View Full Version : unsolicited planning on your behalf
nodanaonlyzuul
12-07-2010, 06:29 PM
seem to come with getting engaged.
I mentioned a possible engagement party hosted at our place and then people decided on an idea for an activity for the party while speaking to each other. I was not at all addressed in this process. And it's an idea that does not at all relate to our engagement at all.
Um, what?
I'm so glad we have decided to get married abroad once I finish (or am close to finishing) school. It will filter out a ton of people and that makes me happy. (y)
you got engaged and your friends planned a party for you? sounds like an ordeal, i'm glad i only have my problems
nodanaonlyzuul
12-07-2010, 06:47 PM
No, we planned the party.
They planned an element to the party that has NOTHING to do with our engagement.
It's the idea of having a white elephant gift exchange AT the engagement party.
That does not apply to us being engaged at ALL. And they never asked us if we wanted to do that or if it was OK.
It's a tad rude.
Kid Presentable
12-07-2010, 06:49 PM
Don't sour a celebration by being angry at people for being happy for you. Although it's your engagement, you are still important to people, and being a grown-up engaged person requires lots of grinning and bearing it. You'll be right. (y)
nodanaonlyzuul
12-07-2010, 06:51 PM
I'm only venting. I'm over it and we are NOT having a gift exchange at our party like they brought up. I put my foot down and eventually got an apology too.
Still, I was a bit stunned that friends would even run over our engagement party like that.
I'm sure lots of things like this will happen though. I was just talking to Cosmo on AIM about it.
I'm going to be straight up with people. Especially because we will be paying for the wedding ourselves. My philosophy on if people get mad at us for anything that WE want for US is (this will even apply to my own parents if necessary):
IDGAF
No, we planned the party.
They planned an element to the party that has NOTHING to do with our engagement.
It's the idea of having a white elephant gift exchange AT the engagement party.
That does not apply to us being engaged at ALL. And they never asked us if we wanted to do that or if it was OK.
It's a tad rude.
can't you just tell them "oh, no thanks"?
and even if you can't for some reason, don't you think that in the scheme of things, the problem of your friends trying with (i assume) good intentions to help out with your party to celebrate your engagement to the man you love and want to spend the rest of your life with but falling a little short can go in the "not a big deal" file?

◆ Extracted entries

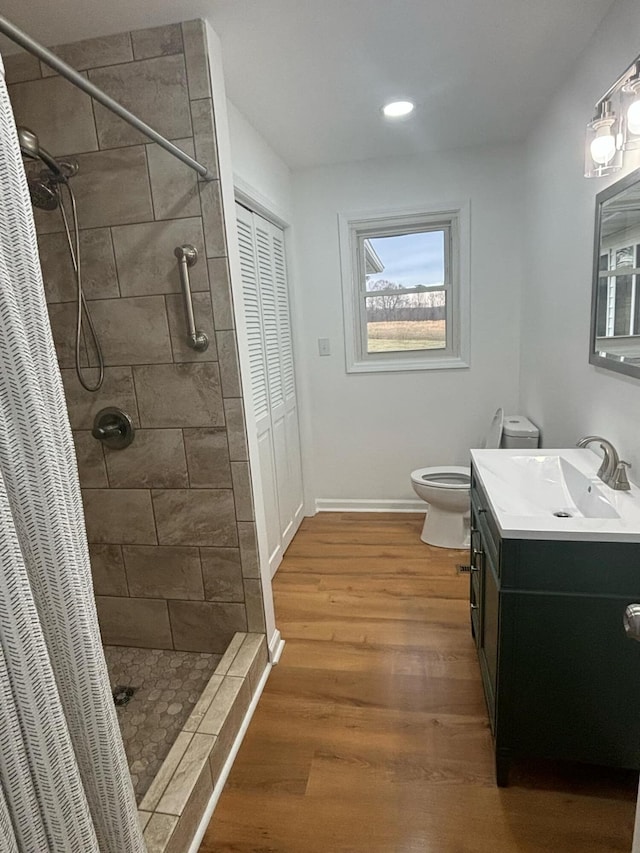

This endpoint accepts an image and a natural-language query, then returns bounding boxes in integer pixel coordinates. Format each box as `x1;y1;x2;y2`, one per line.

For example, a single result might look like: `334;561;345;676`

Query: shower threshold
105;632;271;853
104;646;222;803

==

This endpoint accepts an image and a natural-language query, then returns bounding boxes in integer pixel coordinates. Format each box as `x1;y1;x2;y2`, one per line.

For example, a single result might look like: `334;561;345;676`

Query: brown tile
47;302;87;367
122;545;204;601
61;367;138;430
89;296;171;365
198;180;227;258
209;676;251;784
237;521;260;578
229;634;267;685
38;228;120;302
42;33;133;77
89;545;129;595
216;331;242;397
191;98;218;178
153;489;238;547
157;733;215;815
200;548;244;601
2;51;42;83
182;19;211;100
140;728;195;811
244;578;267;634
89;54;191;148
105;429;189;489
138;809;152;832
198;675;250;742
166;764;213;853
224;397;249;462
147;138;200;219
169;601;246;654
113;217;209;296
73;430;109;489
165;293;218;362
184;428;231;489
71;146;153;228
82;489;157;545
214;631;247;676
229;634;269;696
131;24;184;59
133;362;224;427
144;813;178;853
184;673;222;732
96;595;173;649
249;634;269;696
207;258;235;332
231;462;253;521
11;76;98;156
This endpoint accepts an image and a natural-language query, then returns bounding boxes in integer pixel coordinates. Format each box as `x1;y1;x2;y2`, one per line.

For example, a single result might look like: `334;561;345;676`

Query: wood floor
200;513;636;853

◆ Work to be completed
Can you reproduce the forum thread on engagement party planning word for word, from "I mentioned a" to "me happy. (y)"?

◆ Response to the exercise
I mentioned a possible engagement party hosted at our place and then people decided on an idea for an activity for the party while speaking to each other. I was not at all addressed in this process. And it's an idea that does not at all relate to our engagement at all.
Um, what?
I'm so glad we have decided to get married abroad once I finish (or am close to finishing) school. It will filter out a ton of people and that makes me happy. (y)